Problem to solve:
Starting with the first line of the records and going on through the line with "<point>814,298</point>", write out each line again, instruction lines included. Move every coordinate in the answers by -90, and leave all other lines unchanged.

-- Start of Data rows --

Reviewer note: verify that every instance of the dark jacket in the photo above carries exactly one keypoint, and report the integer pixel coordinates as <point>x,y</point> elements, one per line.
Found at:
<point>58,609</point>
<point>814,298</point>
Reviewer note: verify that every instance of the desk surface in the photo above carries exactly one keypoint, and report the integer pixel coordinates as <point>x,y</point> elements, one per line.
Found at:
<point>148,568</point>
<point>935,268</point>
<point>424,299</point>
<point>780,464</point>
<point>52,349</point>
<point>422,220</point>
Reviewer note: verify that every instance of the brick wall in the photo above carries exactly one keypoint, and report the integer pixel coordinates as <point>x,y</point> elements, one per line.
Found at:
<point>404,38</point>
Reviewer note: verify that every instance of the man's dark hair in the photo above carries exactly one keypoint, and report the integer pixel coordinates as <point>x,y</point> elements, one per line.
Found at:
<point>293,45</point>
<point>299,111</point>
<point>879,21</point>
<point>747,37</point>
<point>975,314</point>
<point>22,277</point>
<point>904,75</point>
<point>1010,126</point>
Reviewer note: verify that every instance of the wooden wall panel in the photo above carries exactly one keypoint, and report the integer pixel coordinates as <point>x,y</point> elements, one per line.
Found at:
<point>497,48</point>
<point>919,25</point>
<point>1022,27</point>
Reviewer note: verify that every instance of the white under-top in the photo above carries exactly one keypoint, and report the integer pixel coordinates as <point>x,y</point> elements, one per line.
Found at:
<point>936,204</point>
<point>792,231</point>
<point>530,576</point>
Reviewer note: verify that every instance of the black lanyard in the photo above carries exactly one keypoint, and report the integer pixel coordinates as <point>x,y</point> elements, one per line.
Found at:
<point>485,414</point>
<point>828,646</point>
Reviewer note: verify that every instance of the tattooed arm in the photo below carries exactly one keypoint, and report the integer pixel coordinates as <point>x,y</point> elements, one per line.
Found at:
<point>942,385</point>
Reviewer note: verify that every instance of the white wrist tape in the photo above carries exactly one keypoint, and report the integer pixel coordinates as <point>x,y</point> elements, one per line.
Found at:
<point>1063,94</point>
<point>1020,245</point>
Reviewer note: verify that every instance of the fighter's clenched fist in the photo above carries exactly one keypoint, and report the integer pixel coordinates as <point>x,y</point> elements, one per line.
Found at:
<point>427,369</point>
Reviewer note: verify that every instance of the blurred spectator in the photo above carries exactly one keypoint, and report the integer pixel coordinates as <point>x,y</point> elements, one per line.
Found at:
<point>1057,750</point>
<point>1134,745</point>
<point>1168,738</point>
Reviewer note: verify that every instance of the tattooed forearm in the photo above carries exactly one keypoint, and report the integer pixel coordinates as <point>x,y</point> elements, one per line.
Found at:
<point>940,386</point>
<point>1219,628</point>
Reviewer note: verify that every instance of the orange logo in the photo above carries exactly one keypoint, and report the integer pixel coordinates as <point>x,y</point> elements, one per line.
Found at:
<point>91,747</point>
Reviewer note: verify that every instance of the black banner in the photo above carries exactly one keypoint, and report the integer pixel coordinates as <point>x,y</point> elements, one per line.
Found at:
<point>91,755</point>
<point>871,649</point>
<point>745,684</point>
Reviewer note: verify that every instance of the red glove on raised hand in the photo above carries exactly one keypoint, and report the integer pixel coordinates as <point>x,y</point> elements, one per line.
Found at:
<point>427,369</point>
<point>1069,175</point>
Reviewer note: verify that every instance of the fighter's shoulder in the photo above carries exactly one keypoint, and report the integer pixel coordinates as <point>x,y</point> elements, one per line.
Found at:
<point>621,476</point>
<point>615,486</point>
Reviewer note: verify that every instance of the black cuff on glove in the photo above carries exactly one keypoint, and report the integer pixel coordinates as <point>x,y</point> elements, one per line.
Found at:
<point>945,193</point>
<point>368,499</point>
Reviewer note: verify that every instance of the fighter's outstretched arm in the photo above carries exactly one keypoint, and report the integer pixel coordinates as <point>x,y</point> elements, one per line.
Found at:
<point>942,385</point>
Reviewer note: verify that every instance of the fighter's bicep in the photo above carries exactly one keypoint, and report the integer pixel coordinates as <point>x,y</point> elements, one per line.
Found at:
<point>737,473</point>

-- End of Data rows --

Worked solution:
Reviewer note: verify that every instance of the dark jacket in the photo above carries exactly one keypoint, and report the integer pixel coordinates as <point>x,y</point> elements, one per line.
Found at:
<point>-32,519</point>
<point>724,208</point>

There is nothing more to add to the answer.